MR. CHIEF JUSTICE. "Mr. Attorney, you have heard what Mr. Hamilton has said, and the cases he has cited, for having his witnesses examined to prove the truth of the several facts contained in the papers set forth in the information. What do you say to it?"
MR. ATTORNEY. "The law, in my opinion, is very clear. They cannot be admitted to justify a libel, for by the authorities I have already read to the Court it is not the less a libel because it is true. I think I need not trouble the Court over again. The thing seems to be very plain, and I submit it to the Court."
MR. CHIEF JUSTICE. "Mr. Hamilton, the Court is of the opinion that you ought not to be permitted to prove the facts in the papers. these are the words of the book, 'It is far from being a justification of a libel that the contents thereof are true, or that the person upon whom it is made had a bad reputation, since the greater appearance there is of truth in any malicious invective, so much the more provoking it is."'
MR. HAMILTON. "These are Star Chamber cases, and I was in hopes that practice had been dead with the court."
MR. CHIEF JUSTICE. "Mr. Hamilton, the Court have delivered their opinion, and we expect that you will use us with good manners. You are not to be permitted to argue against the opinion of the Court."
MR. HAMILTON. "With submission, I have seen the practice in very great courts, and never heard it deemed unmannerly to-"
MR. CHIEF JUSTICE. "After the Court have declared their opinion, it is not good manners to insist upon a point in which you are overruled."
MR. HAMILTON. "I will say no more at this time. The Court, I see, is against us in this point - and that I hope I may be allowed to say."
MR. CHIEF JUSTICE. "Use the Court with good manners and you shall be allowed all the liberty you can reasonably desire."
MR. HAMILTON. "I thank Your Honor. Then, Gentlemen of the Jury, it is to you that we must now appeal for witnesses to the truth of the facts we have offered, and are denied the liberty to prove. Let it not seem strange that I apply myself to you in this manner. I am warranted by both law and reason.
"The law supposes you to be summoned out of the neighborhood where the fact is alleged to be committed; and the reason of your being taken out of the neighborhood is because you are supposed to have the best knowledge of the fact that is to be tried. Were you to find a verdict against my client, you must take it upon you to say that the papers referred to in the information, and which we acknowledge we printed and published, are false, scandalous, and seditious.
"But of this I can have no apprehension. You are citizens of New York. You are really what the law supposes you to be, honest and lawful men; and according to my brief, the facts which we offer to prove were not committed in a corner. They are notoriously known to be true. Therefore in your justice lies our safety. And as we are denied the liberty of giving evidence to prove the truth of what we have published, I will beg leave to lay it down as a standing rule in such cases that the suppressing of evidence ought always to be taken for the strongest evidence; and I hope it will have that weight with you.
"But since we are not admitted to examine our witnesses, I will endeavor to shorten the dispute with Mr. Attorney, and to that end I desire he would favor us with some standard definition of a libel by which it may be certainly known whether a writing be a libel, yes or no.
MR. ATTORNEY. "The books, I think, have given a very full definition of libel."

**Aim A:**
Decide whether each statement below agrees with the courtroom exchange. Answer yes or no for each, and quote the words of the courtroom exchange that settle it.
(i) Mr. Attorney holds that a libel is no less a libel for being true.
(ii) Mr. Hamilton tells the jurors that they are citizens of Boston.
(iii) The Chief Justice permits Mr. Hamilton to prove the facts in the papers.
**Aim B:** Identify every line of the entries that contains the word "grass", and copy each of those lines. Case counts.

Location labeling records:

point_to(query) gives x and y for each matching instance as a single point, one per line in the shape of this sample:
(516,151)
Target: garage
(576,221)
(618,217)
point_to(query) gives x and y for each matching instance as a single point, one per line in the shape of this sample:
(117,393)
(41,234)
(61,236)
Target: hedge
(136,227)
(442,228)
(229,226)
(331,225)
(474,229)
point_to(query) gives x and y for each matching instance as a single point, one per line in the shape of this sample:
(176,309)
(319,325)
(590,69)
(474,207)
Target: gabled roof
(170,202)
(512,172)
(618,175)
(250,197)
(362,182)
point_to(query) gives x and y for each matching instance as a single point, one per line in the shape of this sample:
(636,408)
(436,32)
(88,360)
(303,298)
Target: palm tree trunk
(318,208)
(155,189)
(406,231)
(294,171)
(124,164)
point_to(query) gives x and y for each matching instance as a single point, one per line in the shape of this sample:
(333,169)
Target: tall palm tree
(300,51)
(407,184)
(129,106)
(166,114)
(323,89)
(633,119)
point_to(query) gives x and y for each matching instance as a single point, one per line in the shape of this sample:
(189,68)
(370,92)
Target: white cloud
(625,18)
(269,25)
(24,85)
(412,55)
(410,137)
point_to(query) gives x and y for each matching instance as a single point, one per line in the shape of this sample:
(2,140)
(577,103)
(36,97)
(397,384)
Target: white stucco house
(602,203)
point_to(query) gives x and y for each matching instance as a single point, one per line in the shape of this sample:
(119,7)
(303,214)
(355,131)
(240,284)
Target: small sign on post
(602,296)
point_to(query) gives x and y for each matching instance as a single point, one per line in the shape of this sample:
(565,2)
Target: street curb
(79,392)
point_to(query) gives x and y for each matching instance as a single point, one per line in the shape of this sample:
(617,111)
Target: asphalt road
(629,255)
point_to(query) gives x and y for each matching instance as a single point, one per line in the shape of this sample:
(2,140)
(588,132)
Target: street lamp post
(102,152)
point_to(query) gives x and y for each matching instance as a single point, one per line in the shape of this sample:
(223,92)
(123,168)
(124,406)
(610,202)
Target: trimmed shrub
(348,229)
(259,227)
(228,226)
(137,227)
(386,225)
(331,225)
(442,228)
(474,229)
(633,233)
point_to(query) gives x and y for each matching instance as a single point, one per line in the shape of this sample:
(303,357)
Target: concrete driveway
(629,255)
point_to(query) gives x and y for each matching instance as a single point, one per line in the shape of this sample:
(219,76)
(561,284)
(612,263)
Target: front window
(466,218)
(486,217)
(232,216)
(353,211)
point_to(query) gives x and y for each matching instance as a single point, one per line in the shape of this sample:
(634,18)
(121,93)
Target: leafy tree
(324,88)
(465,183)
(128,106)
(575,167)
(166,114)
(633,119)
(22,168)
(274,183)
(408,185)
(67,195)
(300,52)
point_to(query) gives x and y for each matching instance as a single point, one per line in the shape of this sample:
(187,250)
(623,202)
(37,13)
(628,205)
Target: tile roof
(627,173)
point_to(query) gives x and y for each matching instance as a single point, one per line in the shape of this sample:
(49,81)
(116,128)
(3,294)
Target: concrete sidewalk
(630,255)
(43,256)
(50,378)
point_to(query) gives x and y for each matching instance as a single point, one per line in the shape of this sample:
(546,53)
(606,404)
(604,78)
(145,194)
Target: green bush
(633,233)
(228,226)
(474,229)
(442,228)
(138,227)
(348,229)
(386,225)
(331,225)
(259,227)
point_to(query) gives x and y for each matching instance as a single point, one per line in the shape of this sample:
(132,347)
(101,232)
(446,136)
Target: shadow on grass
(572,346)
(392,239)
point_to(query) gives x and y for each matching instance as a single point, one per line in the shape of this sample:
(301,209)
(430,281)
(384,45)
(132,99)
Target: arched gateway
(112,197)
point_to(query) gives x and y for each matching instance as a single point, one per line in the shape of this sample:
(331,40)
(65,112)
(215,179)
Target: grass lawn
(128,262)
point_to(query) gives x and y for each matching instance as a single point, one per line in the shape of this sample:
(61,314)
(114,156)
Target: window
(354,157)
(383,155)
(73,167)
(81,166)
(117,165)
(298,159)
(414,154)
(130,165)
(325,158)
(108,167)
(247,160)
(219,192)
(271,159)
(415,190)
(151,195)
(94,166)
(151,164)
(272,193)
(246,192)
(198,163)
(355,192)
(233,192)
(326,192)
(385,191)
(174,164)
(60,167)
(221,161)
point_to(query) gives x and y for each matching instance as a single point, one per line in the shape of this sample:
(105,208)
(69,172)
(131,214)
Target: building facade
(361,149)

**Complete output A:**
(i) Yes: "it is not the less a libel because it is true."
(ii) No: "You are citizens of New York."
(iii) No: "the Court is of the opinion that you ought not to be permitted to prove the facts in the papers."

**Complete output B:**
Target: shadow on grass
Target: grass lawn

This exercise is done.